BEGIN DATA RECORDS

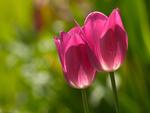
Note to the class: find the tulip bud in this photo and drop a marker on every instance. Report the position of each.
(72, 52)
(107, 40)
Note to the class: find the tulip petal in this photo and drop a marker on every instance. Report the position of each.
(93, 26)
(80, 73)
(113, 42)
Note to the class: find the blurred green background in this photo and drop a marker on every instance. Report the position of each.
(31, 80)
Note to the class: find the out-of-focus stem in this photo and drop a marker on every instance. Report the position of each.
(84, 100)
(112, 77)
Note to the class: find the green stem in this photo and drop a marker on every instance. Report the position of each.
(84, 100)
(112, 77)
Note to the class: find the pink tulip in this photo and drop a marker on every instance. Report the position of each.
(72, 52)
(107, 40)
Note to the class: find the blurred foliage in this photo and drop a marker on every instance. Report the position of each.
(31, 80)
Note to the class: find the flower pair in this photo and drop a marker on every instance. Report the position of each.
(99, 45)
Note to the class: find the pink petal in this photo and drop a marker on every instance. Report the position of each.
(80, 73)
(93, 26)
(113, 43)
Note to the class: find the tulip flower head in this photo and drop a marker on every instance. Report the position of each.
(107, 40)
(72, 51)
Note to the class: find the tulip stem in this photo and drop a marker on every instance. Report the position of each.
(84, 100)
(112, 77)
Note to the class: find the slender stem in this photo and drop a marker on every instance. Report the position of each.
(84, 100)
(112, 77)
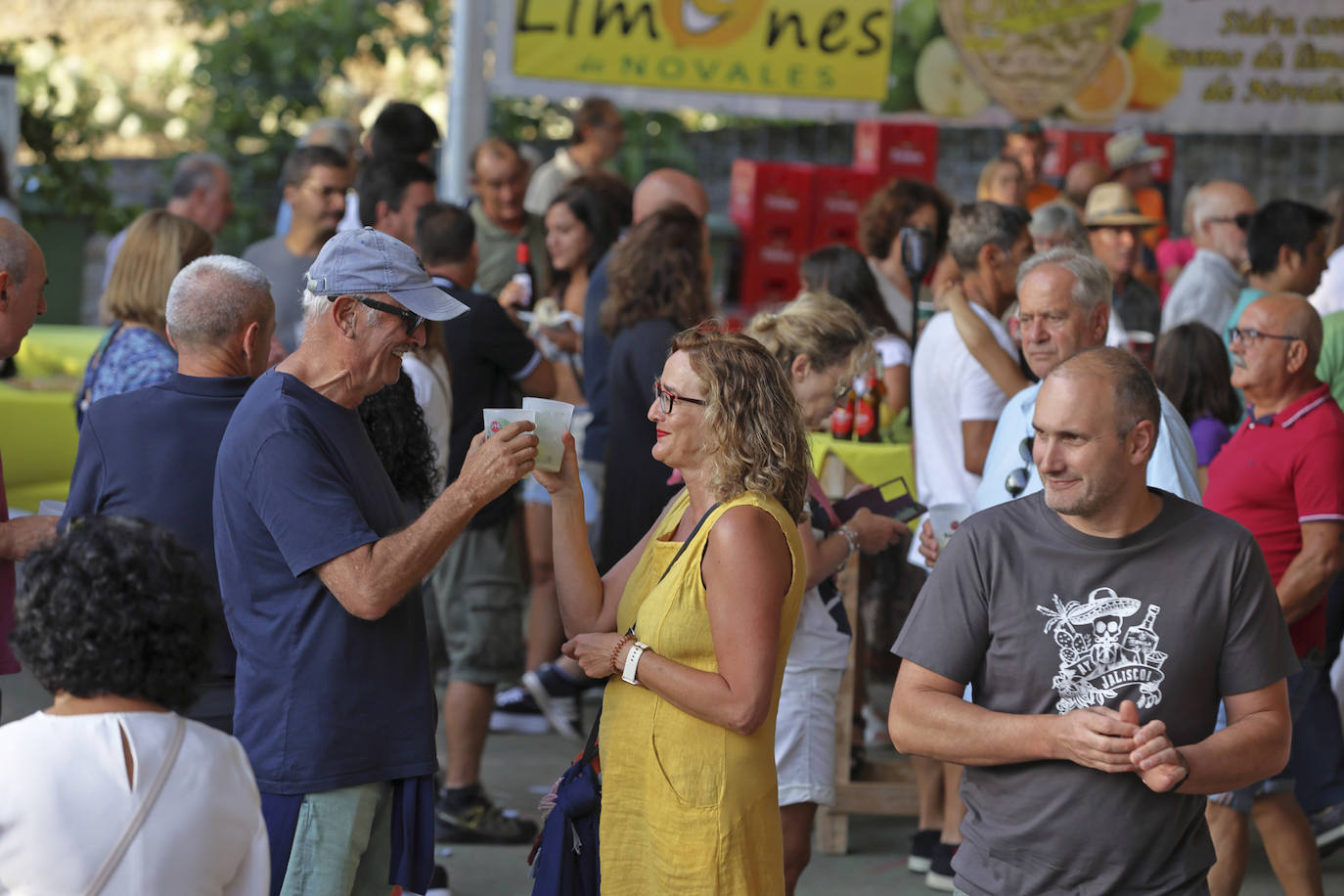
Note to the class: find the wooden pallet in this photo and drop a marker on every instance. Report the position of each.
(886, 787)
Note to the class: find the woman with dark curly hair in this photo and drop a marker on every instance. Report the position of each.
(657, 288)
(695, 621)
(111, 621)
(899, 204)
(395, 425)
(1191, 368)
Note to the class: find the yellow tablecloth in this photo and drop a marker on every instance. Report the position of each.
(57, 349)
(873, 463)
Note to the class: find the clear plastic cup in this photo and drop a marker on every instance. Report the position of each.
(945, 518)
(553, 420)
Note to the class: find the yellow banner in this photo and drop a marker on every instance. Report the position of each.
(829, 49)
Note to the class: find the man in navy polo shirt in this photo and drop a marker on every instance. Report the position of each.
(1279, 477)
(151, 453)
(320, 572)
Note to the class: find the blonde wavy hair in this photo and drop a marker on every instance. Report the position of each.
(820, 327)
(157, 246)
(753, 424)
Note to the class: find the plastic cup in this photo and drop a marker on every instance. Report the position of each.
(496, 418)
(553, 420)
(945, 518)
(50, 508)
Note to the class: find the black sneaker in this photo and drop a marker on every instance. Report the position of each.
(481, 823)
(920, 849)
(516, 712)
(1328, 828)
(940, 871)
(557, 698)
(438, 882)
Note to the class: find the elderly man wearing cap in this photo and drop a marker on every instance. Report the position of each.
(320, 571)
(1210, 285)
(1114, 226)
(1131, 160)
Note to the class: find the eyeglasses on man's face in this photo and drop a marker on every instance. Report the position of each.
(1017, 478)
(1249, 337)
(1242, 220)
(412, 320)
(667, 400)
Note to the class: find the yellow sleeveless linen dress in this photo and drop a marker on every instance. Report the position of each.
(689, 806)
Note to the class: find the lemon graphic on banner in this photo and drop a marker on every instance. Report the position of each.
(708, 23)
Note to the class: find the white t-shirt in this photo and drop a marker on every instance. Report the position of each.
(949, 385)
(1329, 295)
(434, 395)
(67, 801)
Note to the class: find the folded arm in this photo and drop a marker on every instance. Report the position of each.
(747, 571)
(376, 576)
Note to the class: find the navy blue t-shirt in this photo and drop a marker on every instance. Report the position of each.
(324, 698)
(151, 453)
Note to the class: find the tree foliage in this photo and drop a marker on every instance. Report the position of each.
(265, 72)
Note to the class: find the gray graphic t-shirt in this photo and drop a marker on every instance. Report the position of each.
(1042, 618)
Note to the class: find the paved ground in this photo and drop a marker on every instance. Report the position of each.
(519, 769)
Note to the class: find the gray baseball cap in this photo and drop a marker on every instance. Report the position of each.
(369, 261)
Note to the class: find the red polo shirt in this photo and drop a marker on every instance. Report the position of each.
(1277, 473)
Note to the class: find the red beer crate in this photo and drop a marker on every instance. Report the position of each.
(1163, 166)
(897, 150)
(837, 197)
(770, 194)
(1070, 147)
(769, 272)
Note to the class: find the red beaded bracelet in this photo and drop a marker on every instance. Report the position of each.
(615, 651)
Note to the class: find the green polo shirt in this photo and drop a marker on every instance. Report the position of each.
(1329, 370)
(499, 251)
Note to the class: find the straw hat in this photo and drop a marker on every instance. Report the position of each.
(1114, 205)
(1128, 148)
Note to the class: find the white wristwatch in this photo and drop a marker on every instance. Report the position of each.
(632, 662)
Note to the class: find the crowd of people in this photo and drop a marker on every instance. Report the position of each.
(285, 525)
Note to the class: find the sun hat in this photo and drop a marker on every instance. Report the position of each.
(1113, 205)
(369, 261)
(1128, 148)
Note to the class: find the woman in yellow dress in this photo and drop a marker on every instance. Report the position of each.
(694, 626)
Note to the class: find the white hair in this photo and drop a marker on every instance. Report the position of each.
(215, 297)
(1058, 218)
(1092, 281)
(316, 305)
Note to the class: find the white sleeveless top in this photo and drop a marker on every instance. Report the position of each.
(65, 799)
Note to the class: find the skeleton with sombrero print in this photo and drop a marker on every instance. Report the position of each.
(1096, 662)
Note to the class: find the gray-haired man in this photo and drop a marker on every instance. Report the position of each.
(151, 453)
(200, 191)
(320, 575)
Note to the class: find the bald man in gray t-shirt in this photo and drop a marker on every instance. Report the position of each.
(1099, 623)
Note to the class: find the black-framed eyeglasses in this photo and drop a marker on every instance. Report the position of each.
(1242, 220)
(1251, 336)
(1016, 481)
(412, 320)
(667, 400)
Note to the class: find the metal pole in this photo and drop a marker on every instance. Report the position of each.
(467, 100)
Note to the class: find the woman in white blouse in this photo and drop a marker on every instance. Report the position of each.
(112, 621)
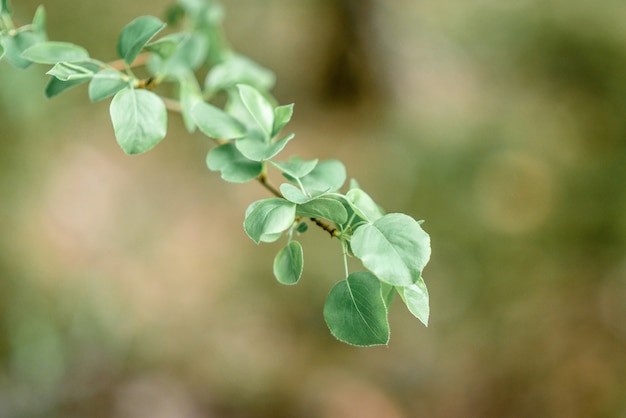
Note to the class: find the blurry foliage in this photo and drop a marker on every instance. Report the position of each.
(503, 126)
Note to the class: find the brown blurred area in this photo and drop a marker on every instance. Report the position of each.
(128, 288)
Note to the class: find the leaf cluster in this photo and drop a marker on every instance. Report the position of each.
(246, 130)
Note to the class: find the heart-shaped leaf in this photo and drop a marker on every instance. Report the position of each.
(395, 248)
(234, 167)
(355, 311)
(136, 35)
(268, 217)
(139, 119)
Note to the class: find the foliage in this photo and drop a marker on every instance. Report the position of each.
(247, 133)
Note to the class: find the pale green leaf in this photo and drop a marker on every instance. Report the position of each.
(288, 263)
(259, 108)
(234, 167)
(395, 248)
(53, 52)
(134, 36)
(268, 217)
(66, 71)
(328, 175)
(238, 69)
(416, 299)
(139, 120)
(364, 205)
(216, 123)
(257, 149)
(323, 208)
(282, 116)
(296, 167)
(105, 84)
(355, 311)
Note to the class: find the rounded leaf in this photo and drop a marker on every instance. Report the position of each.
(355, 311)
(288, 264)
(395, 248)
(139, 119)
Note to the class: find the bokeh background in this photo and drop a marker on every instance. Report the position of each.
(128, 288)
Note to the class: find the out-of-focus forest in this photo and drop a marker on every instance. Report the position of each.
(129, 289)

END DATA RECORDS

» YOUR ASSIGNMENT
Word for word, reproduce all of the data, but keep out the pictures.

» EXERCISE OUTPUT
Note to the class: find the tulip bud in this photo and drop a marker on every instance. Report the position of each.
(72, 52)
(107, 40)
Note to the class: find the tulip petal in this photo and drop a marker on every instance. Report the position of each.
(93, 26)
(80, 73)
(113, 42)
Note to the class: find the blurred green background in this photo and drop a marker on every instance. Report the position of each.
(31, 80)
Note to the class: find the out-of-focus stem in this photo and drop a marker on every instance. Report the position of each.
(84, 100)
(112, 77)
Note to the class: find the green stem in this photo and drop a marker on every instance. Report the position of each.
(84, 100)
(112, 77)
Note to the class: find the pink tulip in this photo and drop a marker on every instance. Report the position of each.
(72, 52)
(107, 40)
Note to the class: find the blurred foliage in this photo and drop a marker on every instance. Report the position of each.
(31, 80)
Note to the class: find the flower pair in this photo and drop a marker on every instance. Report the position of each.
(99, 45)
Note to the class: find the pink petal in this photo and drop a marker on every instance. Report the position of each.
(80, 73)
(93, 26)
(113, 43)
Note to the class: find the tulip flower head in this photo and drop a marker on every instance. Report the position of each.
(107, 40)
(72, 51)
Note to the class: find the tulip stem in this photo and drop a marker on every instance. Report the position of each.
(84, 100)
(112, 77)
Note to the class: find the slender stem in this photo and drop a marker on every instance. Report the position of each.
(84, 100)
(112, 77)
Note to the class: find the wooden pallet in this photo and drop a marker on every instance. Report the position of each.
(886, 787)
Note to the class: find the woman with dark curly hair in this photo and drop a marker on every instance. Report the position of each.
(657, 288)
(695, 621)
(111, 621)
(899, 204)
(395, 425)
(1191, 368)
Note to the class: find the yellow tablecloth in this photo and drop a marker on every instance. Report the position of each.
(57, 349)
(873, 463)
Note to the class: find the clear plastic cup in this photo and drop a marker on every instance. Report the position of each.
(945, 518)
(553, 420)
Note to the class: find the yellow banner in this photo and drop a marker on every instance. Report the position of each.
(829, 49)
Note to the class: find the man in navy polo shirt in this photo and drop a marker on every instance. Report the position of each.
(1279, 477)
(151, 453)
(320, 572)
Note to the class: find the blonde wavy hair in this photo and drop a marker on every instance. Report the position of each.
(820, 327)
(157, 246)
(753, 424)
Note to the class: find the plastic cup in this photo and drop a marker on every instance. Report the position of each.
(496, 418)
(553, 420)
(945, 518)
(50, 508)
Note to the class: find the black sneaker in this photo and drop a marker on every instance. Report the position of each.
(481, 823)
(920, 849)
(516, 712)
(1328, 828)
(940, 871)
(557, 698)
(438, 882)
Note to the class: find the elderly man wearing cap in this photo and drop a marker on every instance. Report the position of each.
(320, 571)
(1210, 285)
(1114, 226)
(1131, 160)
Note to the class: find the eyeglasses on man's face in this photo and drop a marker on every instance. Report the position of each.
(1017, 478)
(1249, 337)
(1242, 220)
(412, 320)
(667, 400)
Note to the class: find the yellow sleeveless linen dress in this photo and drop a marker on every instance. Report the position of each.
(689, 806)
Note to the class: find the lemon graphic on banner in this photo and drop a marker on every instance. Report the position of each.
(708, 23)
Note to the class: find the white t-shirt in this photo and drop a marker on every instance. Report the position of each.
(949, 385)
(1329, 295)
(434, 395)
(67, 801)
Note to the class: find the folded arm in this photo and drop a marker on every instance. Report the position of each.
(747, 571)
(376, 576)
Note to the class: find the navy blue t-shirt in this photo and drop a marker on every instance. Report the position of each.
(324, 698)
(151, 453)
Note to the class: find the tree foliage in this photo and drop a marker on every instance. Report the position of each.
(265, 72)
Note to the class: find the gray graphic t-shirt in this photo and drop a marker on every instance. Report the position of each.
(1042, 618)
Note to the class: find the paved ground in this photo and drop a marker on every instance. Report the position of each.
(519, 769)
Note to the class: find the gray baseball cap in this photo and drop a marker on every instance. Report the position of each.
(369, 261)
Note to the class: find the red polo shirt in this photo and drop a marker on every instance. Report the position of each.
(1277, 473)
Note to the class: find the red beer crate in this photo and drop a marker on every instance. Report the position of each.
(1163, 166)
(897, 150)
(837, 197)
(770, 194)
(1070, 147)
(769, 272)
Note to the class: find the red beaded bracelet in this photo and drop a marker on every instance. Report the position of each.
(615, 651)
Note to the class: find the green polo shirt in this photo and drop a marker on every instance. Report the position of each.
(1329, 370)
(499, 251)
Note to the class: find the straw hat in this photo and drop a marker on every instance. Report the position of each.
(1114, 205)
(1128, 148)
Note to the class: find the white wristwatch in this photo and drop a marker on every instance. Report the position of each.
(632, 662)
Note to the class: find the crowd of people in this photo and drop a marker on every instance. Report the position of each.
(285, 525)
Note to the class: find the sun hat in this photo and drop a marker on every instance. Report the position of each.
(1113, 205)
(369, 261)
(1128, 148)
Note to the class: find the woman in yellow dress in this photo and drop a marker on every instance. Report the position of each.
(694, 626)
Note to the class: find the white hair in this photo and drop a marker on every instance. Report the position of each.
(215, 297)
(1058, 218)
(1092, 281)
(316, 305)
Note to the class: find the white sleeveless top in this photo and drop a marker on every instance. Report the position of each.
(65, 799)
Note to the class: find the skeleton with sombrero print in this photo and drop a marker on every instance. Report the position of each.
(1096, 662)
Note to the class: find the gray-haired man in this photo and drop a marker on every instance. Report the position of each.
(151, 453)
(200, 191)
(320, 575)
Note to the class: find the bald man in gray t-shirt in this photo and drop a marker on every instance. Report the position of each.
(1099, 623)
Note to the class: find the black-framed eyeglasses in this photo and drop a marker on every instance. Report the position of each.
(1242, 220)
(1251, 336)
(1016, 481)
(412, 320)
(667, 400)
Note to the class: find the metal pole in this photo and drop a marker on every instance. Report the position of each.
(467, 100)
Note to the class: find the woman in white blouse in this photo and drop a marker on every instance. Report the position of each.
(112, 621)
Note to the class: find the blurry foliage in this photo and drop a marker on every instance. Report the position of each.
(503, 126)
Note to the class: find the brown blurred area in this photo and drop a marker on every instance. Report the position of each.
(128, 288)
Note to the class: find the leaf cluster in this photo and drop a marker on every instance. Report the position of each.
(246, 130)
Note to the class: find the heart-shaped leaf in this photo and drop a marker on every instance. Report the position of each.
(395, 248)
(234, 167)
(355, 311)
(136, 35)
(268, 217)
(139, 119)
Note to the class: find the foliage in this photo and drop a marker on every instance. Report the position of each.
(247, 133)
Note to the class: find the pale green leaf in this photo and drop a marker on every instance. Report the position of each.
(288, 263)
(259, 108)
(234, 167)
(395, 248)
(53, 52)
(134, 36)
(268, 217)
(66, 71)
(328, 175)
(238, 69)
(416, 299)
(139, 120)
(364, 205)
(216, 123)
(257, 149)
(323, 208)
(282, 116)
(296, 167)
(105, 84)
(355, 311)
Note to the class: find the rounded leaf in this photo and drop a marker on every instance. Report the position of each.
(355, 311)
(288, 264)
(395, 248)
(139, 119)
Note to the class: find the bokeh background in this photo and drop a marker on every instance. Report the position of each.
(128, 288)
Note to the class: find the out-of-focus forest in this photo and drop a marker on every instance. Report the position of each.
(129, 289)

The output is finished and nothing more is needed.